**What is required:** Copy the lines of the material verbatim, starting at the line that contains "Would you be able to locate the granite countertop" and ending at the line that contains "<point>161,219</point>", with both of those lines included.

Object location annotation data:
..............................

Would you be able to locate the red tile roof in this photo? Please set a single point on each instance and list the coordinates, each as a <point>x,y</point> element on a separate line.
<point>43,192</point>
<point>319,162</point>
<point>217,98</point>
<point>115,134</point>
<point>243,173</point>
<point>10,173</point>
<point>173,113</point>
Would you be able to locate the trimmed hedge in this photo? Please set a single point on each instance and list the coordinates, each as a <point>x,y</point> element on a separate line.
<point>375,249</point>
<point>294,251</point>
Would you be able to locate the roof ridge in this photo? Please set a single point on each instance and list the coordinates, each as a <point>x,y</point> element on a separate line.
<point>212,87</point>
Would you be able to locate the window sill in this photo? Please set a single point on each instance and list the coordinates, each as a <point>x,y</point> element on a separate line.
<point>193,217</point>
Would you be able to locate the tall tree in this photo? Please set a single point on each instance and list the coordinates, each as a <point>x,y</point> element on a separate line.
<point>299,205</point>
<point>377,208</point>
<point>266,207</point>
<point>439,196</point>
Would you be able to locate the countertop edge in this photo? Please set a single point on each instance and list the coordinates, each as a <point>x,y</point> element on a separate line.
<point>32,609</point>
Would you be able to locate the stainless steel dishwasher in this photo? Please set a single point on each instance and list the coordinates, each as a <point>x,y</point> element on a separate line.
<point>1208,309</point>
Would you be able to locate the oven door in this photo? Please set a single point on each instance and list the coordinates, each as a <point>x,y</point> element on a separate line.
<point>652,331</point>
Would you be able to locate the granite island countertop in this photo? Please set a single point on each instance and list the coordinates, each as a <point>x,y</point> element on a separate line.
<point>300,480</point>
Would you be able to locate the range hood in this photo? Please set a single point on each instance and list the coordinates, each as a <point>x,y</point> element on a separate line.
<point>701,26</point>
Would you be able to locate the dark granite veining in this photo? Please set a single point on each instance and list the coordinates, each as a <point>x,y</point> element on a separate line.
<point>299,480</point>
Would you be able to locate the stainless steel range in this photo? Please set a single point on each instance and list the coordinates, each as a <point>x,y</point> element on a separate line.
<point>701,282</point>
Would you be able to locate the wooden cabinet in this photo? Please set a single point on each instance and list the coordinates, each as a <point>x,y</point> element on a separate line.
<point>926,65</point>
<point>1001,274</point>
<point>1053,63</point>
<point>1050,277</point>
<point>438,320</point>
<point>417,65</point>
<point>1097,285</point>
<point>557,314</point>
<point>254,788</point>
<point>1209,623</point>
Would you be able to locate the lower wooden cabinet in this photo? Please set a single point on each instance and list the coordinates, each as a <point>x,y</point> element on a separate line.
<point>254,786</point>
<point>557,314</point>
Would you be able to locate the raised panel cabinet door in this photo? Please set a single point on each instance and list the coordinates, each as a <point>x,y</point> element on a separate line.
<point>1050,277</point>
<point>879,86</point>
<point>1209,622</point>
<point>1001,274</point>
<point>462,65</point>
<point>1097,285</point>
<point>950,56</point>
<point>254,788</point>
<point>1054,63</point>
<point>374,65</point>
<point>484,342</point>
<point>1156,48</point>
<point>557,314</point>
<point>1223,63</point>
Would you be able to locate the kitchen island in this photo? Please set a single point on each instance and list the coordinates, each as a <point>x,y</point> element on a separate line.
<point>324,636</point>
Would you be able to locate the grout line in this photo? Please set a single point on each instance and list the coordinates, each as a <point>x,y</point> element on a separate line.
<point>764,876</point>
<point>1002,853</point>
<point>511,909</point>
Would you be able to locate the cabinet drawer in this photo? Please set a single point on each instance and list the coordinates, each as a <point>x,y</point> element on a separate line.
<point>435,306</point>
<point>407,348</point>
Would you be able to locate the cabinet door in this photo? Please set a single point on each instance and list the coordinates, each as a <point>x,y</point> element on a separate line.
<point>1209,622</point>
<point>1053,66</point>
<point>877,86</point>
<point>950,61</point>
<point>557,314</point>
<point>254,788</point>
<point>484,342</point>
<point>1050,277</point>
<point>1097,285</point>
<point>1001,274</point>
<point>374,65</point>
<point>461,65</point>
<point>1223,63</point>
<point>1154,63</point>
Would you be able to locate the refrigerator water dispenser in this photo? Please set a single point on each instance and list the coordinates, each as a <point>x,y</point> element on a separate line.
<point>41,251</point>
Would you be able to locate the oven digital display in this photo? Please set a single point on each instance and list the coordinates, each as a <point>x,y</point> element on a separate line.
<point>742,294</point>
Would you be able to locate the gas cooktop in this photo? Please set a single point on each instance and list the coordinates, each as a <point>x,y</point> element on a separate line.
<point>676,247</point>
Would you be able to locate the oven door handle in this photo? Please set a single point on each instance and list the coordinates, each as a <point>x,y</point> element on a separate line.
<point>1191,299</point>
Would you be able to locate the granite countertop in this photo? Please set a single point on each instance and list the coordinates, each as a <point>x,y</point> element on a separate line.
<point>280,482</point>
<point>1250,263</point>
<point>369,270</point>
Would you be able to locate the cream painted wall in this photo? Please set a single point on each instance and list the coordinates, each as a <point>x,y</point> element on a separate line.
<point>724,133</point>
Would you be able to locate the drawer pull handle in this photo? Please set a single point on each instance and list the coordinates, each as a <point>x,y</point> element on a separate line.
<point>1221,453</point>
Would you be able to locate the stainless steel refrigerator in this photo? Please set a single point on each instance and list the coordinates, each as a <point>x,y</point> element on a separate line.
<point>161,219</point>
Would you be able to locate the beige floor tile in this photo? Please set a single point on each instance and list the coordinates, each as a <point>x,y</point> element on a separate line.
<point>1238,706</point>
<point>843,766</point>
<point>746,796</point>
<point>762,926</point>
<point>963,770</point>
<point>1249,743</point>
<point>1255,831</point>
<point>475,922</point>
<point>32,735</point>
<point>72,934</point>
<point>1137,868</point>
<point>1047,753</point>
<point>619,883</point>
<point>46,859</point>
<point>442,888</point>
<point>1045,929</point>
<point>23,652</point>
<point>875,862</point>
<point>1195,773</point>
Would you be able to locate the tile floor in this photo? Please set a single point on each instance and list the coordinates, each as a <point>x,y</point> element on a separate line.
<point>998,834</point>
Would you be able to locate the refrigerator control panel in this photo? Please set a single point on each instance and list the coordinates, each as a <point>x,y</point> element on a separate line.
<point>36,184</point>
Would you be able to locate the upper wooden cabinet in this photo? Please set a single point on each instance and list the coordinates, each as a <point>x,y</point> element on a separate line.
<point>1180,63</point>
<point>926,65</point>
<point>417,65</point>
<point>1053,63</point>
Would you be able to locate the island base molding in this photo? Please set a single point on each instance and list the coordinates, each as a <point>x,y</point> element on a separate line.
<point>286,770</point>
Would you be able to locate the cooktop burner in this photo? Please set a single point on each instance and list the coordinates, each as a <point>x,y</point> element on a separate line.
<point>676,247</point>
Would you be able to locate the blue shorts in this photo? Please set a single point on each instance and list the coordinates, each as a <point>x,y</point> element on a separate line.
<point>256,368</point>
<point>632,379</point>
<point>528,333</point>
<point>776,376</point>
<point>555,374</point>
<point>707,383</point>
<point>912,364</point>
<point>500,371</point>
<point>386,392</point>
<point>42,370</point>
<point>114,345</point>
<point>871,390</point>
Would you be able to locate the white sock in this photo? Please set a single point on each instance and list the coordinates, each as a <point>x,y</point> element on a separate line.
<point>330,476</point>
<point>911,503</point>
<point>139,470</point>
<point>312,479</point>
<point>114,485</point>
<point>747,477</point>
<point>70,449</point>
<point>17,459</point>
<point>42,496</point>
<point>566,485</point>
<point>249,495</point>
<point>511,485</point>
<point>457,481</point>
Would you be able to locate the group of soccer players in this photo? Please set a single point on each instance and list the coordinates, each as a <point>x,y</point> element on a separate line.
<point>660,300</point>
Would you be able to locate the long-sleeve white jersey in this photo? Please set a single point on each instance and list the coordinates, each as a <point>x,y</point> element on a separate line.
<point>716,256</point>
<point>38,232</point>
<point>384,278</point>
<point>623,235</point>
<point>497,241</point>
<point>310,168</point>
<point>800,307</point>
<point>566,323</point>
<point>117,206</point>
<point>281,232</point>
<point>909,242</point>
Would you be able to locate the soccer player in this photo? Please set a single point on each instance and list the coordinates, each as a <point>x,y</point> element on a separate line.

..............................

**Reply:**
Would you be able to locate the granite countertop in this photo? Please set a single point on each instance and list the coordinates, each as a <point>x,y</point> element on a separate line.
<point>280,482</point>
<point>1250,263</point>
<point>369,270</point>
Would you be able to locate the cream painted wall in this photo? Please set a single point on each instance and list the coordinates, each as a <point>x,y</point> element on a separate line.
<point>724,133</point>
Would you be able to locate the drawer pull handle in this photo? Please set a single point on each instance and list the coordinates, each as a <point>x,y</point> element on a separate line.
<point>1221,453</point>
Would you be able to locate the stainless steel refrigerator in this photo? Please set a single point on each instance and list the coordinates, each as a <point>x,y</point> element on a separate line.
<point>161,219</point>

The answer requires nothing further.